**Task directions:** Pictures appear in the records below; write out everything else exactly.

Pointing dataset excerpts:
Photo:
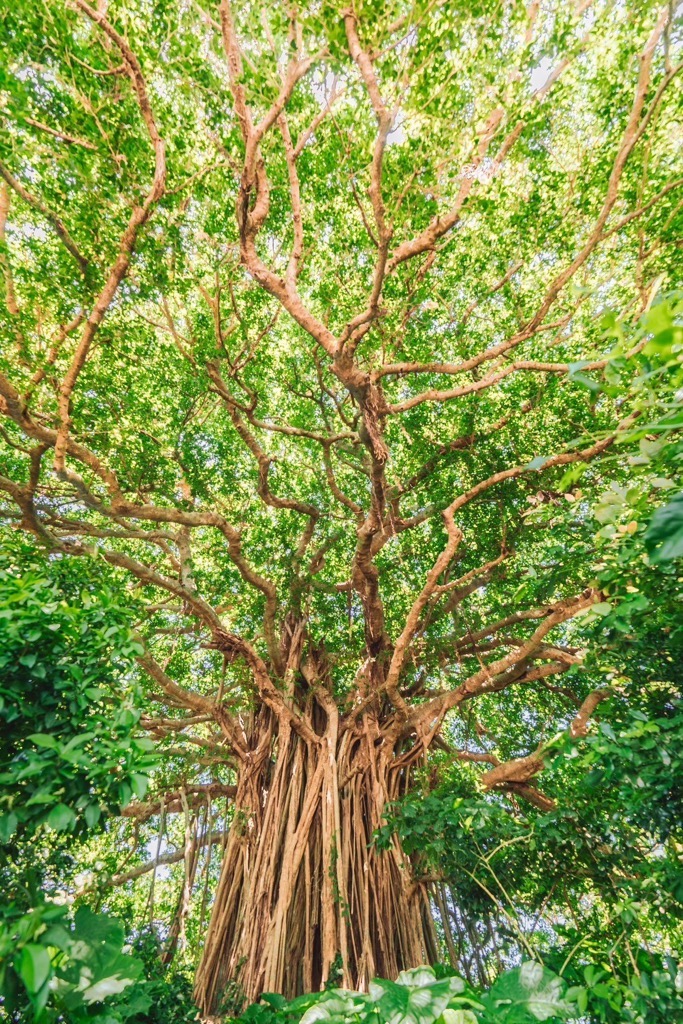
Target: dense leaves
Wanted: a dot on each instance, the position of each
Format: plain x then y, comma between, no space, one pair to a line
69,699
341,356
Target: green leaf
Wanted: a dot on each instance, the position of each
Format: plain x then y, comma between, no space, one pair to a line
664,537
34,967
8,823
60,817
530,990
43,739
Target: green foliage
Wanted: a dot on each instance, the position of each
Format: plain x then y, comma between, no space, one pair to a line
69,702
55,966
523,995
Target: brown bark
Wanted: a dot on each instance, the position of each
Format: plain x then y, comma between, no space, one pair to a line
302,889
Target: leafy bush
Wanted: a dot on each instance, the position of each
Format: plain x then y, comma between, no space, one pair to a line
67,699
58,967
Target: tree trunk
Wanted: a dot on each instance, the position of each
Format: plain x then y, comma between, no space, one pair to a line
303,897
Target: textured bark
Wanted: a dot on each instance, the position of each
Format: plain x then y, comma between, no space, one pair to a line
302,892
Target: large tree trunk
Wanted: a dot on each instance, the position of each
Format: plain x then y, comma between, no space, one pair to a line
302,893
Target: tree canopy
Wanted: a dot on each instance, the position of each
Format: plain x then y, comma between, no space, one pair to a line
340,390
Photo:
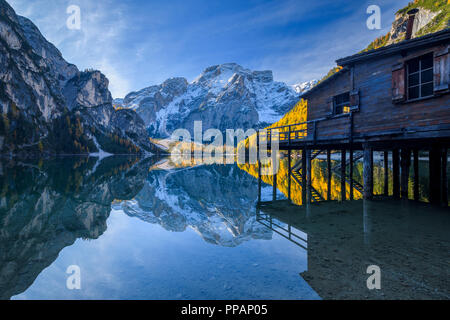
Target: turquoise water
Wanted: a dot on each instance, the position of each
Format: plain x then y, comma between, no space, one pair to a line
139,232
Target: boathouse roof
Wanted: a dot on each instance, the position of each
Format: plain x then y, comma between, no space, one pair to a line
429,39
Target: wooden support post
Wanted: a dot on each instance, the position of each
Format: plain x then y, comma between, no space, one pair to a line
274,195
405,165
416,174
259,166
435,175
368,172
444,180
308,176
303,176
289,173
386,173
343,174
396,173
328,174
351,173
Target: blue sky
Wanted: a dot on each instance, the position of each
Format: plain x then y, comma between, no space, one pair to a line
140,43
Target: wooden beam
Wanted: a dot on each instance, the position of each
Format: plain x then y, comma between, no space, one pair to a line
289,174
308,176
259,166
368,172
343,174
444,179
274,194
304,176
351,173
396,173
405,165
329,174
435,175
386,173
416,174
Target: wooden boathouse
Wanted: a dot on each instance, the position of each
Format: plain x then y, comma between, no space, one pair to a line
394,100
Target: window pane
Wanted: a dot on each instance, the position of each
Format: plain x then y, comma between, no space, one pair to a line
413,93
413,80
427,90
413,65
427,76
427,61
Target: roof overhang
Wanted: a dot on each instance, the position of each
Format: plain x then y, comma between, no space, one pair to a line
427,40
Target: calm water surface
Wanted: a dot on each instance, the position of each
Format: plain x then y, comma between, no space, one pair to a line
141,232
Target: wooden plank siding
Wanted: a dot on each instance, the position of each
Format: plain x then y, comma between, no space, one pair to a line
377,113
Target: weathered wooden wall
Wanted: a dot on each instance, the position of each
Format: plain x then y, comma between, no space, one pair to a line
377,113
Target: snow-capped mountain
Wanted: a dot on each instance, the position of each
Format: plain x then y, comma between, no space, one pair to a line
303,87
225,96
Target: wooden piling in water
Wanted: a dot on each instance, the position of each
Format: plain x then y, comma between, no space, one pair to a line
396,174
259,166
386,173
303,176
368,172
343,174
274,195
289,174
308,175
444,179
351,164
329,174
416,174
435,158
405,165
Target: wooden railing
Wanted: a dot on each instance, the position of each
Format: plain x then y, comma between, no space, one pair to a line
308,130
292,132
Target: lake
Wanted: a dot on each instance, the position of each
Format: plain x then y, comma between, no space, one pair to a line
144,229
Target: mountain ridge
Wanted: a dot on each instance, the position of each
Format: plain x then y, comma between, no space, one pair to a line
48,106
226,96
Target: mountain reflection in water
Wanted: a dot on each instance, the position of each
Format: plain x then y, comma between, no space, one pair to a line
140,232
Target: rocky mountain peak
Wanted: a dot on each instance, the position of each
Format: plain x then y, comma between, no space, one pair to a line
226,96
48,106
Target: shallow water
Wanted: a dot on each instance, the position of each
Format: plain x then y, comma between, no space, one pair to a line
138,232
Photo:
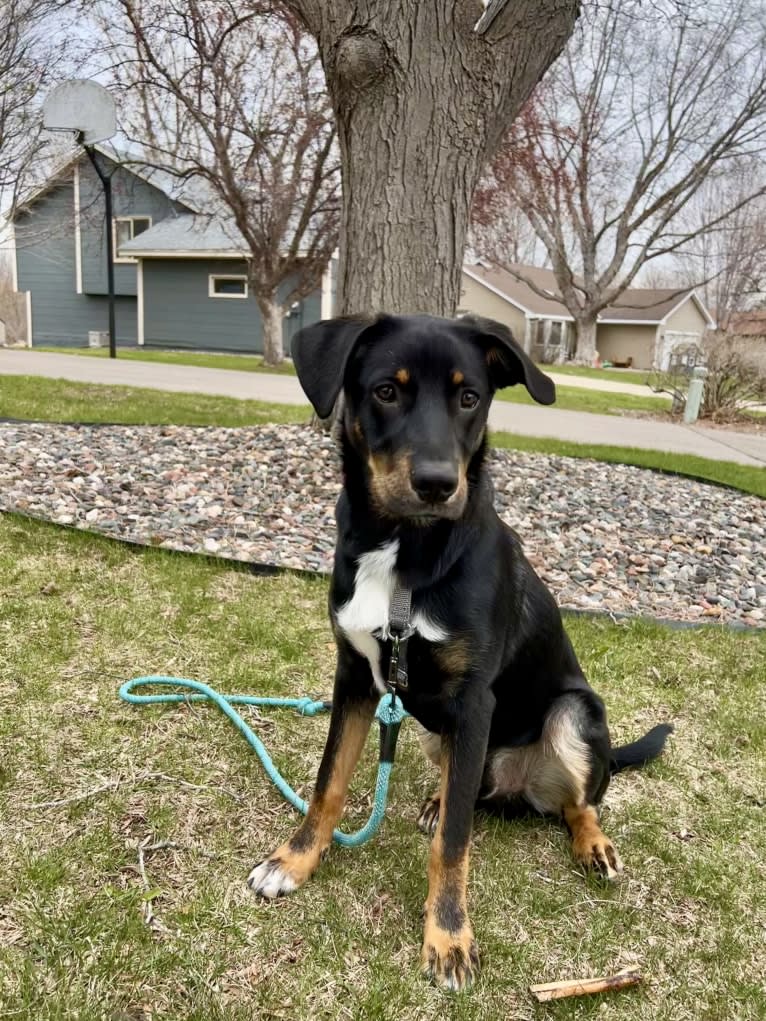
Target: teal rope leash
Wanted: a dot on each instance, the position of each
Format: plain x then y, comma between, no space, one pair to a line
389,713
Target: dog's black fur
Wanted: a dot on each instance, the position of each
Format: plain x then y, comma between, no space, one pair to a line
493,679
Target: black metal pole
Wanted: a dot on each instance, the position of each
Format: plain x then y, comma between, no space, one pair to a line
106,183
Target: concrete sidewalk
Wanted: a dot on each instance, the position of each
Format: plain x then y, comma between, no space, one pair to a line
745,448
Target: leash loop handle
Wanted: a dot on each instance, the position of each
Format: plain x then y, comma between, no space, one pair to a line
390,713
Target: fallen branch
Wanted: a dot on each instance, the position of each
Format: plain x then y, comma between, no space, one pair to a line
585,986
143,848
138,778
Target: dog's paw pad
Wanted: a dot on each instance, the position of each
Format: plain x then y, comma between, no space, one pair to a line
271,879
428,819
602,857
453,964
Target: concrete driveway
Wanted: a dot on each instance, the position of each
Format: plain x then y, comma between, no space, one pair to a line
745,448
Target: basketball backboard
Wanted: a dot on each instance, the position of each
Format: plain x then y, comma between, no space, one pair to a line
81,106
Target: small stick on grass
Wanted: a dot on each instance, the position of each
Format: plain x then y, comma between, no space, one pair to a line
585,986
143,848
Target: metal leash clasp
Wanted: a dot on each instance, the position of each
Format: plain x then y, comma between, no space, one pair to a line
397,675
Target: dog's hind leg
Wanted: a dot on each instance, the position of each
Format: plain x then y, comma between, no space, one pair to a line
564,773
570,778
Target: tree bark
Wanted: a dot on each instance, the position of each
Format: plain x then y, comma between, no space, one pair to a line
272,317
585,349
421,101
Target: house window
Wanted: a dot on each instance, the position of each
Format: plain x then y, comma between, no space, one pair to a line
227,286
126,229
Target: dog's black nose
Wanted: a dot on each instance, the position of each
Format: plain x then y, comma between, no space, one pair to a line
434,482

**Solution:**
Photo:
Target: dense leaves
Wanted: a dot on each instance, the position of each
Format: plain x then y, comma between, no space, one pair to a line
69,699
341,356
Target: green leaf
Wanted: a dot on each instance, the position of each
Format: plain x then y, comma between, no space, one pair to a line
664,537
34,967
8,823
60,817
530,990
43,739
Target: green foliage
Wanted: a dot on each instance, the position of each
Format: plain x then y, comma between, no space, one pair to a line
69,702
55,966
523,995
Target: brown bark
Wanted: a dot on each instance, the position of each
Format: plain x then y, comma between, no space, one pair to a line
302,889
Target: leafy bush
Wanted: a dot on each instance, the position of each
Format: plain x then y, comma between, no space, one pair to a line
67,699
58,967
Target: tree trunk
Wanted: a dot on each instance, the position of each
Format: plain x then y, comma between, no space, one pair to a line
303,897
Target: textured bark
Wanted: a dot on each instance, the position of each
Format: plain x then y, comma between, no space, one pair to a line
302,892
Target: large tree trunk
Wanted: a dot on each instance, the position of each
Format: plain x then y, comma between, no space, one pair to a line
302,893
Target: tree canopy
Wanted: a dot on each instance, the position of each
Format: plain x then y, comma between, no space, one pair to a line
340,390
Photo:
Target: turquoise water
Wanted: a dot on each instance, the position of each
Format: plain x then y, comma between, no space, one pair to a line
139,232
Target: boathouse roof
Wanted: a dot on each instance, the position of each
Format: plain x then y, comma between, no space, one pair to a line
429,39
Target: wooden support post
Wanted: a dot on each instance, the position of each
Format: plain x then y, comma between, no space, one pair to a line
274,195
405,165
416,174
259,166
435,175
368,172
444,180
308,176
303,176
289,173
386,173
343,174
396,173
328,174
351,173
Target: blue sky
Wanted: a dot on each instance, the position of each
Format: plain x then y, comma between, no space, one pair to a line
140,43
Target: wooden beam
Wanted: a dot on each instance, the position of each
Format: plain x then y, comma between, no space, one pair to a line
289,174
308,176
259,166
368,172
343,174
444,179
274,194
304,176
351,173
396,173
405,165
329,174
435,175
386,173
416,174
Target: wooden boathouse
Wanted: a dot on each instance, the position of each
Format: plain x then y, comma between, no space, one pair to a line
394,100
Target: window pane
Wanted: a dot on each instance, the position of each
Format: plain x then y, comma between, no space, one pair to a line
413,93
413,80
427,90
413,65
427,76
427,61
Target: roof overhang
Wanted: a dot on each instance, the position of each
Format: plain x then y, comma between, no space, one pair to a line
427,40
Target: calm water surface
Wanted: a dot on each instance, the position of each
Format: plain x then y, comma between, no space, one pair to a line
141,232
Target: wooden plank siding
Wanted: a dot on each instance, the position of each
Format: plain x then y, comma between, no space, one pair to a line
377,113
Target: weathered wooden wall
Wanted: a dot on each instance, the position of each
Format: plain x then y, comma between, no space, one pair to a line
377,113
Target: snow-capped mountain
Wanted: a dot on each instance, the position of each
Format: plain x then y, comma between, no space, one pair to a line
303,87
225,96
Target: wooden piling in water
Wanted: a dot on each instance, the position of each
Format: plain x then y, comma between, no space, one pair to a line
396,174
259,166
386,173
303,176
368,172
343,174
274,195
289,174
308,175
444,179
351,164
329,174
416,174
435,158
405,165
Target: wooden railing
Wanted: a dot on each instance, the position of each
Format: plain x then y, comma between, no space, one pair to a line
308,130
292,132
Target: lake
Wanted: a dot on each instance, the position of each
Format: plain x then y, comma between, no space, one pair to a line
144,229
Target: mountain ridge
Wanted: a dot on each instance, the position of each
Format: plain x then y, comma between, no space, one pair to a line
48,106
226,96
Target: mountain reflection in water
Wanted: a dot on each instance, the position of each
Format: plain x then y, comma between, no space, one pair to a line
140,232
Target: rocky mountain peak
Wanted: a dot on each instance, the position of each
Format: plain x then y, comma between, no space, one pair to a line
226,96
48,106
Target: shallow water
Wanted: a dot on each instance, the position of each
Format: plain x then y, comma between, no space, one pair to a line
138,232
Photo:
Target: teal rope leash
Wanted: a dot on each instance, the position of each
Format: plain x then y, comma between, no space, one pair to a line
389,713
Target: dog's black fur
Wanted: a dot on each instance, the position of each
Format: plain x then y, comma between, no space, one pair to a line
493,679
Target: black metal pole
Wanted: a dot on each instance, the position of each
Format: plain x then y, comma between, no space, one pair to a line
106,183
Target: concrete sidewalk
Wanted: a dot on each instance, the position of each
Format: plain x then y, comma between, no space, one pair to a line
745,448
Target: leash loop handle
Wanted: a dot on each instance, the position of each
Format: plain x then y, comma between, no space, one pair to a line
390,713
Target: fallen branch
Wanted: a dot on each instance, the position of each
Format: plain x then y, comma between, no space, one pair to a line
585,986
143,848
138,778
Target: dog's paw pad
Wanted: a dot on each instance, the position of each
Format: plain x then y, comma between, no space, one pair to a line
271,879
428,819
602,857
453,964
Target: concrete driveway
Wanted: a dot on each instance, the position of each
Format: plain x then y, comma between, no space, one pair to a line
745,448
Target: basketball backboard
Wanted: a dot on each instance, the position of each
Format: plain x then y, comma between, no space, one pair to a line
81,106
Target: small stick on grass
Wanted: a dot on each instance, the position of each
Format: plain x then y, comma between, no space, one pair to a line
585,986
143,848
Target: metal leash clasp
Wanted: a dot on each instance, the position of each
Format: plain x then y, comma between, no space, one pair to a line
397,675
Target: dog's hind leg
Wanted: a dot on each instance, the position of each
Format: plain x then y, comma between, no space, one pair to a line
564,773
570,778
Target: tree bark
Wanted: a dot on each instance, the position of each
Format: plain x then y, comma between, no space, one pair to a line
272,317
585,349
421,101
Target: house window
Wanted: a dot on each instance, the position of each
Format: plain x then y, comma between, no space, one pair to a line
227,286
126,229
Target: dog's black nose
Wanted: a dot on each instance, the position of each
Format: plain x then y, comma between, no space, one pair to a line
434,482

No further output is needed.